- Texto de leitura

Em pesquisa recente, apontou que o público atendido pelo programa é majoritariamente composto por mulheres. As famílias estão inseridas em contextos territoriais diferentes, então a individualidade precisa ser acolhida. A psicóloga da Rede Acolhe, Jéssica Cavalcante, explica a atuação. “Por exemplo, dentro do sistema de justiça, muitas vezes, estes membros da família são vistos apenas como ponte para chegar no autor dos crimes. A Rede Acolhe atua na proteção destes familiares e também na assistência jurídica e psicossocial”, salienta.

A Rede Acolhe hoje integra uma rede intersetorial que busca diminuir a revitimização e os danos causados pela violência, reduzindo os potenciais de ocorrências de novos crimes e amparando os familiares . “A Defensoria é capaz de oferecer essa escuta qualificada e também estudos qualificados para que a gente passe a olhar a realidade das vítimas de violência letal e contribuir para mudanças sensíveis nos entendimentos das instituições e nas políticas públicas de enfrentamento à violência”, explica Elizabeth Chagas.

Entenda o caso – A Chacina do Curió é considerada a terceira maior chacina do Estado, que deixou 11 mortos em diferentes bairros da Grande Messejana e uma série de familiares, sobreviventes e de onde foi criada toda uma rede de amparo em volta do caso. E não sem  luta, provocada pelas assim chamadas Mães do Curió, coletivo de familiares que percorre as instituições em busca de justiça.

A investigação da Polícia Civil e a denúncia do Ministério Público Estadual do Ceará (MPCE) apontam que a chacina teve ligação com uma possível retaliação à morte do policial militar Valtemberg Chaves Serpa. O policial, por volta de 19h50min do dia 11 de novembro, foi morto ao intervir em tentativa de assalto contra a esposa, no bairro Lagoa Redonda. Mais tarde da noite, começam a ocorrer mortes nos bairros da Grande Messejana, de forma aleatória. Não foi provada qualquer relação das vítimas do Curió com a morte do policial.

Dados de anotação por pontos
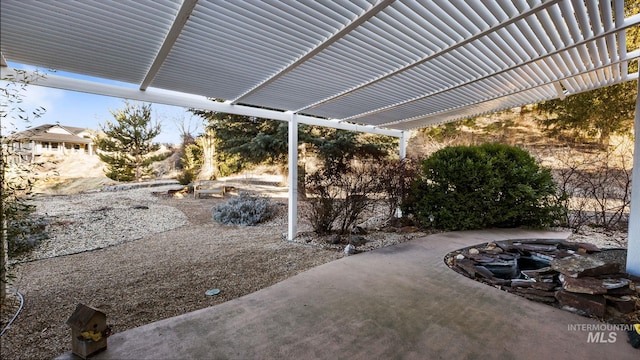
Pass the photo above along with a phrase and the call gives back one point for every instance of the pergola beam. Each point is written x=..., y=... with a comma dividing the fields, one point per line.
x=313, y=52
x=180, y=99
x=174, y=32
x=633, y=237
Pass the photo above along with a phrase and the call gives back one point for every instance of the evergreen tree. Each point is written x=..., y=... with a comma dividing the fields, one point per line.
x=258, y=141
x=127, y=142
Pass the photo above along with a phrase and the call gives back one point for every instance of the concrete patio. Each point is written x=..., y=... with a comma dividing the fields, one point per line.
x=397, y=302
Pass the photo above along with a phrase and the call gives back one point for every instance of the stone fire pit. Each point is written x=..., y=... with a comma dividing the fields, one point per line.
x=578, y=277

- Objetivo do exercício
Por favor, diga se cada afirmação abaixo concorda com o texto de leitura. Responda sim ou não e cite literalmente as palavras do texto que decidem cada caso.
1. O público atendido pelo programa é formado, em sua maioria, por mulheres.
2. A Chacina do Curió deixou 11 mortos em um único bairro.
3. Ficou provada a relação das vítimas do Curió com a morte do policial.

- Resultado
1. Sim: "o público atendido pelo programa é majoritariamente composto por mulheres".
2. Não: "deixou 11 mortos em diferentes bairros da Grande Messejana".
3. Não: "Não foi provada qualquer relação das vítimas do Curió com a morte do policial".